* [Short task]: Reproduce the complete listing without any deviation.

* [Entries]:
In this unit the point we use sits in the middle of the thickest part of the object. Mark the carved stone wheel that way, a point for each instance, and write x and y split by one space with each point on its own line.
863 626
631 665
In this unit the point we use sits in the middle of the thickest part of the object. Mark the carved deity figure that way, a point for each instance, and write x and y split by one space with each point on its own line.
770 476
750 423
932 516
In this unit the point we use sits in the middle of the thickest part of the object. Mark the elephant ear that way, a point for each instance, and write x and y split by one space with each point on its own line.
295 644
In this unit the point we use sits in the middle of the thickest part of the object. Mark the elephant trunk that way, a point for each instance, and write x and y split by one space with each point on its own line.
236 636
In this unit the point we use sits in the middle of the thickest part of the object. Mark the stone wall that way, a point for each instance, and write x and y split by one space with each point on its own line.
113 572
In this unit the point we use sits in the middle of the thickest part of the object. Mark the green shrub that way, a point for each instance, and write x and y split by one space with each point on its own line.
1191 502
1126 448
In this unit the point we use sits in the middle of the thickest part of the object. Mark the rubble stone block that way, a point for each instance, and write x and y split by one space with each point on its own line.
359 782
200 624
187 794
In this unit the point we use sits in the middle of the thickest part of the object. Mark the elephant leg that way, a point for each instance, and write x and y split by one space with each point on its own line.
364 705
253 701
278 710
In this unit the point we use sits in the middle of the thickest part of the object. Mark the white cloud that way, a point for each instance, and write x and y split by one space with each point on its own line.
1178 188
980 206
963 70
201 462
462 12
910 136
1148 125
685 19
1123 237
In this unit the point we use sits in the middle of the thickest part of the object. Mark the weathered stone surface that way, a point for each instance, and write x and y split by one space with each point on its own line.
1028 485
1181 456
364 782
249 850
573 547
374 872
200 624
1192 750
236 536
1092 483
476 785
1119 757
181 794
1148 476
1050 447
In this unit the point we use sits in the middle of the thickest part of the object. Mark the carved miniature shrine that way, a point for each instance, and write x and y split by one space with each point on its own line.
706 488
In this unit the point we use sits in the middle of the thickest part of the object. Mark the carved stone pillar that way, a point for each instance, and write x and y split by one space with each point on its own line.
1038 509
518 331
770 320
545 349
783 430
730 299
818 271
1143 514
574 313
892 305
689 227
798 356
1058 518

* [Solution for this exercise]:
In this unit the point we use sits in the middle of the thickest part of the object. Mark the carved stone wheel that way, a point for each instance, and write x and y split by one space with each point on its own line.
863 626
631 665
In this unit the point we use sits in the middle of the thickest part of the object. Mark the carved deity figure that way, a point for each instance, and write x and y split by one space with each point on its own line.
770 476
750 423
932 516
In this unit the point we use sits in the middle of the thickest part of the object. Mark the elephant ear that way, a point for each instance, and write x and y split by one space with each point on its own line.
295 644
In this unit the point we use sits in the middle of the thickest part of the object. Mark the elephant trunk that way, a point for each instance, and write x and y split by one space with each point on its own line.
236 636
In this unit the point we use sits in the middle of the thickest part of the object. Mark the stone wall that way, a point for each instance, and write x and y split by one space with each point on its own line.
113 572
In this unit the point we use sits in the middle of the thickest part of the object. Mark the green shrub that way, a point for each instance, and write x and y split by one space with each point on its own line.
1191 502
1126 448
In this unit the point we use sits in the middle of the thickest part of the object. Mark the rubble stone block that way, a point for each instance, and write x and y split by one space with each point on its own line.
359 782
200 624
187 794
In this unit the point we use sits in the middle of the thickest part of the object. Mark the elephant leg that way, a point for each instance, and write x and y split by one space with each point on its own line.
364 705
253 701
278 710
In this unit the point we use sits in the middle of the thickest part of the object. Mark the white cloud that way, a point for each instance, and write x and y split by one space with each point on its own line.
1178 188
980 206
963 70
201 462
462 12
910 136
1148 125
685 19
1123 237
In this unit the point we use sits in the middle of the thickest part of the object. Mark the weathered stone surface that way, a point for each instance, and write x and y split by one space with each point on its own line.
1028 485
1181 456
364 782
249 850
573 547
374 872
200 624
1192 750
236 536
1092 483
476 785
1119 757
181 794
1148 476
1050 447
In this unit the point we use sits in the middle of the thickest part of the object. Mark the carved miniature shrine that way, a point for each instance, and write x and y split by one space with each point on its own line.
706 488
In this unit the point we use sits in the middle of the thickest part of the object. Mark the carved stone pillar that way, a point for each instance, and write x and y split by one space with each point on its own line.
1038 509
518 331
770 320
545 349
783 430
730 299
818 271
1143 514
574 313
892 305
689 227
798 356
1058 518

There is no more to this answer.